==== Document
If you're having trouble viewing this email, you may see it online

banner

December 2022 — Volume XXVIII, Number 12 — Published by the Georgia Native Plant Society


Beech

We bid farewell to the 2022 Plant of the Year, American beech (Fagus grandifolia) at its finest. Photo by Ellen Honeycutt.


In This Issue ...

  • Plant of the Year announcement
  • 2022 contributions of SMPP to restoration efforts
  • Coastal Plain Chapter members honored for their service
  • Spotlight on grape fern
  • Chapter News

Save the Date for the 2023 Symposium!

We will again partner with Georgia Audubon to have an online event. It will held on February 18th and 19th.


Plant of the Year!

The Georgia Native Plant Society is happy to announce that our 2023 Plant of the Year is spotted beebalm (Monarda punctata). You can read more about this outstanding herb in our January 2023 NativeScape.


Conservation Direction for SMPP Grows Steadily in 2022

Left: Plants await pickup by Audubon for installation at Panola Mountain State Park in early September. Right: GNPS-grown Liatris spicata at Panola Mountain State Park in early October.
========
==== Data shown
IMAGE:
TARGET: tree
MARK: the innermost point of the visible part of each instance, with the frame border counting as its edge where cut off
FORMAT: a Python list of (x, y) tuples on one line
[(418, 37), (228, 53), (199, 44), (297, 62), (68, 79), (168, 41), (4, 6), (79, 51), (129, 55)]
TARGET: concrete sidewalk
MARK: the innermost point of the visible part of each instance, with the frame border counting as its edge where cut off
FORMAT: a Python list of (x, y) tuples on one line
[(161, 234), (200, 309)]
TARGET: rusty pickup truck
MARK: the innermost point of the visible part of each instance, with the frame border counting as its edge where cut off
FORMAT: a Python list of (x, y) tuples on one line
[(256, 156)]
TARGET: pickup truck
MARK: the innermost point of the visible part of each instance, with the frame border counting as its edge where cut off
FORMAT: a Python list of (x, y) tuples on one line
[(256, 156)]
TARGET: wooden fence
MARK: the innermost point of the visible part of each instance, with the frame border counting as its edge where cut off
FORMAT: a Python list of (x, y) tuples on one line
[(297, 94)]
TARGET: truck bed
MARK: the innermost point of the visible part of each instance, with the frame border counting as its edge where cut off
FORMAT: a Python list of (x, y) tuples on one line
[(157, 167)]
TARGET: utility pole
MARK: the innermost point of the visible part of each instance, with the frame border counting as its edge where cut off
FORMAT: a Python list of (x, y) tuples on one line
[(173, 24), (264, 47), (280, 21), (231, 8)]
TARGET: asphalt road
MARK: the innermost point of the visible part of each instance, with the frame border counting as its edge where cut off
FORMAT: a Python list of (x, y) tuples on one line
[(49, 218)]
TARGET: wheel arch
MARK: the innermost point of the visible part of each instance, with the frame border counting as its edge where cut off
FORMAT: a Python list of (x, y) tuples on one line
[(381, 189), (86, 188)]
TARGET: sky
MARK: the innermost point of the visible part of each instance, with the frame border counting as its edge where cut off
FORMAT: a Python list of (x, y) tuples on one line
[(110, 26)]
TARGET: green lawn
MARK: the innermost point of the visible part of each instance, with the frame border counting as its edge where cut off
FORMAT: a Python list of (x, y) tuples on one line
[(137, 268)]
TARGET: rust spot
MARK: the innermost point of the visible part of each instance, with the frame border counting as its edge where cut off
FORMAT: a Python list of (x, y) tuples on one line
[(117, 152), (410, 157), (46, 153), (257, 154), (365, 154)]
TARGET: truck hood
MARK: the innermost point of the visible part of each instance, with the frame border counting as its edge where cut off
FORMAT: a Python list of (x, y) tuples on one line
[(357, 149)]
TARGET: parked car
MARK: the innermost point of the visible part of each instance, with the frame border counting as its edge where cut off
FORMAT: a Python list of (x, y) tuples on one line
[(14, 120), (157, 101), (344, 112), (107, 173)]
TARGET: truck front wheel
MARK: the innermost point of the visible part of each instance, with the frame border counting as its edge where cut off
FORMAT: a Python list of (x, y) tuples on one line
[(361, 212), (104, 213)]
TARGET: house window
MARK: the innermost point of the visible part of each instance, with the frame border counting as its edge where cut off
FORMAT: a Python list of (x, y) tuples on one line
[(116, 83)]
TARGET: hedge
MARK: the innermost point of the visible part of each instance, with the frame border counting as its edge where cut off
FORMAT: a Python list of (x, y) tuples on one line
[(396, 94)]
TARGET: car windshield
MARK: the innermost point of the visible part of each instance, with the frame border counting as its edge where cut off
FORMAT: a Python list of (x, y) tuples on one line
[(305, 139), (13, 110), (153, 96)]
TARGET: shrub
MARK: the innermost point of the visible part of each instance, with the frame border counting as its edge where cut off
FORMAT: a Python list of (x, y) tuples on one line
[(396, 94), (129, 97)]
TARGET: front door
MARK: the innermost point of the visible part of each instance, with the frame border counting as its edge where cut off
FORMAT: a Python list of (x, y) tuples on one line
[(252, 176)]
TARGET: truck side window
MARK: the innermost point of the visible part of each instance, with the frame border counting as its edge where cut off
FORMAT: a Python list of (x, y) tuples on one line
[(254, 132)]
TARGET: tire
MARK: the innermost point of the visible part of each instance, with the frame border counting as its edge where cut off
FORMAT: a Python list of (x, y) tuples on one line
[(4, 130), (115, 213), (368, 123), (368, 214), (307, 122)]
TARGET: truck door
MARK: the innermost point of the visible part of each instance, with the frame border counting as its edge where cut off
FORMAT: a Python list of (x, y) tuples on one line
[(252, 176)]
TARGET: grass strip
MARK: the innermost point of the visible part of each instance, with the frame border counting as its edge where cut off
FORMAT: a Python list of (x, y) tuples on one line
========
To be done -
[A] Reproduce the Georgia Native Plant Society newsletter in full, word for word.
[B] Write out the records again from the line containing "TARGET: front door" through the final line of the records, requests included, adding -71 to every coordinate in the answers.

Solutions to each task -
[A]
If you're having trouble viewing this email, you may see it online

banner

December 2022 — Volume XXVIII, Number 12 — Published by the Georgia Native Plant Society


Beech

We bid farewell to the 2022 Plant of the Year, American beech (Fagus grandifolia) at its finest. Photo by Ellen Honeycutt.


In This Issue ...

  • Plant of the Year announcement
  • 2022 contributions of SMPP to restoration efforts
  • Coastal Plain Chapter members honored for their service
  • Spotlight on grape fern
  • Chapter News

Save the Date for the 2023 Symposium!

We will again partner with Georgia Audubon to have an online event. It will held on February 18th and 19th.


Plant of the Year!

The Georgia Native Plant Society is happy to announce that our 2023 Plant of the Year is spotted beebalm (Monarda punctata). You can read more about this outstanding herb in our January 2023 NativeScape.


Conservation Direction for SMPP Grows Steadily in 2022

Left: Plants await pickup by Audubon for installation at Panola Mountain State Park in early September. Right: GNPS-grown Liatris spicata at Panola Mountain State Park in early October.

[B]
TARGET: front door
MARK: the innermost point of the visible part of each instance, with the frame border counting as its edge where cut off
FORMAT: a Python list of (x, y) tuples on one line
[(181, 105)]
TARGET: truck side window
MARK: the innermost point of the visible part of each instance, with the frame border counting as its edge where cut off
FORMAT: a Python list of (x, y) tuples on one line
[(183, 61)]
TARGET: tire
MARK: the innermost point of the visible part of each instance, with the frame border counting as its edge where cut off
FORMAT: a Python list of (x, y) tuples on one line
[(-67, 59), (44, 142), (297, 52), (297, 143), (236, 51)]
TARGET: truck door
MARK: the innermost point of the visible part of each instance, with the frame border counting as its edge where cut off
FORMAT: a Python list of (x, y) tuples on one line
[(181, 105)]
TARGET: grass strip
MARK: the innermost point of the visible part of each instance, with the frame border counting as its edge where cut off
FORMAT: a Python list of (x, y) tuples on one line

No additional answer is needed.